# MATERIAL FOR THIS EXERCISE
☆ ☆ ☆ ☆

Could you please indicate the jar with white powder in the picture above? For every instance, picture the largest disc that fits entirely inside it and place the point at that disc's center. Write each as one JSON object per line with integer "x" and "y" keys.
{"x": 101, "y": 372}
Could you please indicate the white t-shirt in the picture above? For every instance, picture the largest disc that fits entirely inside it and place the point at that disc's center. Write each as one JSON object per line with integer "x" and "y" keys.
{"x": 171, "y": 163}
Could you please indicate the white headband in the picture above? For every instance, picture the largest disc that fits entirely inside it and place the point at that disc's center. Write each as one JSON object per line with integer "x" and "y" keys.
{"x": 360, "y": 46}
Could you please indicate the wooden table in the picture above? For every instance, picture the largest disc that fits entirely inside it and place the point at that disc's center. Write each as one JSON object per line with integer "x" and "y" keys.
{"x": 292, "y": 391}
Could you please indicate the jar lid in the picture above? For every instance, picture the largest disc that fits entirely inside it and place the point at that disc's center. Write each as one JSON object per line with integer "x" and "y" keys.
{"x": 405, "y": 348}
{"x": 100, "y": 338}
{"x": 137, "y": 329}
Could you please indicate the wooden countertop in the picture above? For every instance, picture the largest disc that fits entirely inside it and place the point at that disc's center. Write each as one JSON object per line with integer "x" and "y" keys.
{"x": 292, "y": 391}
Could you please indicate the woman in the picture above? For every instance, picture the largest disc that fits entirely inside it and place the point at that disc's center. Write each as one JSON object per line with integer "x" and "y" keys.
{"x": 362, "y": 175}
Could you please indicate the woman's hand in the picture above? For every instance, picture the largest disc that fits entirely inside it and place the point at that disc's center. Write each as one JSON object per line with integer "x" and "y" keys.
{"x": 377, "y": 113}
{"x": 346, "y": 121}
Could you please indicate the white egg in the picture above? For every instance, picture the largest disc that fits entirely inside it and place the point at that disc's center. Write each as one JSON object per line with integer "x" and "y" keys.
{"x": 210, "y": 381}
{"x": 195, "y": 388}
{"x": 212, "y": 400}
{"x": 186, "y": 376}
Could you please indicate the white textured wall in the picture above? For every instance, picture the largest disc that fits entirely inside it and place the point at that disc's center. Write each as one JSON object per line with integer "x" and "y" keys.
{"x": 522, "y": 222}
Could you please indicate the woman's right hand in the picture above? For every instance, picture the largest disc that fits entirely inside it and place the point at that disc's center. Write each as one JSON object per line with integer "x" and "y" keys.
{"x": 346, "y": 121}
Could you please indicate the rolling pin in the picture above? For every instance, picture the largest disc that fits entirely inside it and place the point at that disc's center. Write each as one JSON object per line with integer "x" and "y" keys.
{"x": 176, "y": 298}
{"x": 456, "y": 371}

☆ ☆ ☆ ☆

# TASK DIRECTIONS
Print the entries exactly. Include every one.

# SOLUTION BELOW
Could you please indicate the jar with white powder in the picture above? For every instance, picture the largest disc that fits entirely inside it and place the point at that disc's center. Write each as one JSON object per line with integer "x" and "y" keys.
{"x": 101, "y": 372}
Could you please indicate the white t-shirt in the picture above? For every instance, picture the largest disc that fits entirely inside it and place the point at that disc's center. Write each as one JSON object per line with integer "x" and "y" keys.
{"x": 171, "y": 163}
Could you please indicate the white headband in the picture above? For every instance, picture the largest disc that fits entirely inside it and place the point at that disc's center. Write each as one JSON object per line with integer "x" and "y" keys.
{"x": 360, "y": 46}
Could you please indicate the wooden table in the picture above? For every instance, picture the largest disc that fits entirely inside it and place the point at that disc's center. Write each as one JSON object per line with integer "x" and "y" keys.
{"x": 292, "y": 391}
Could you please indicate the jar lid in the picture above? For every instance, picture the largest disc that fits entirely inside it and place the point at that disc's center. Write each as one JSON object per line with integer "x" and "y" keys.
{"x": 405, "y": 348}
{"x": 100, "y": 338}
{"x": 137, "y": 329}
Could you please indicate the wooden countertop in the picture above? For every instance, picture the largest disc that fits entirely inside it and place the point at that disc's center. Write each as one JSON object per line with integer "x" and "y" keys.
{"x": 292, "y": 391}
Could you please indicate the woman in the picture above? For every instance, picture the largest disc that fits entirely inside it and place the point at that disc's center. Write each as one JSON object per line with integer "x" and "y" keys.
{"x": 362, "y": 175}
Could you please indicate the woman's hand in the picture above? For every instance, picture the largest disc that fits entirely inside it and place the point at that disc's center. Write each as one JSON object per line with integer "x" and "y" keys.
{"x": 377, "y": 113}
{"x": 346, "y": 121}
Could you please indicate the white egg in the picture above? For every instance, picture the largest disc that fits entirely inside it and place the point at that disc's center. Write each as one JSON object per line with integer "x" and "y" keys.
{"x": 210, "y": 381}
{"x": 195, "y": 388}
{"x": 212, "y": 400}
{"x": 186, "y": 376}
Could you please indicate the white textured wall in the picture above? For every instance, picture the largest disc that fits entirely inside it and place the point at that disc's center. Write each as one JSON object per line with integer "x" and "y" keys.
{"x": 522, "y": 222}
Could you please indicate the woman's right hand in the picture above? For every instance, picture the largest disc that fits entirely inside it and place the point at that disc's center. Write each as one JSON object per line with integer "x" and "y" keys.
{"x": 346, "y": 121}
Could you please indicate the rolling pin in the picture above? For every instance, picture the largest disc that fits entirely inside it and place the point at that disc's center. Write each as one JSON object per line with integer "x" and "y" keys.
{"x": 176, "y": 298}
{"x": 456, "y": 371}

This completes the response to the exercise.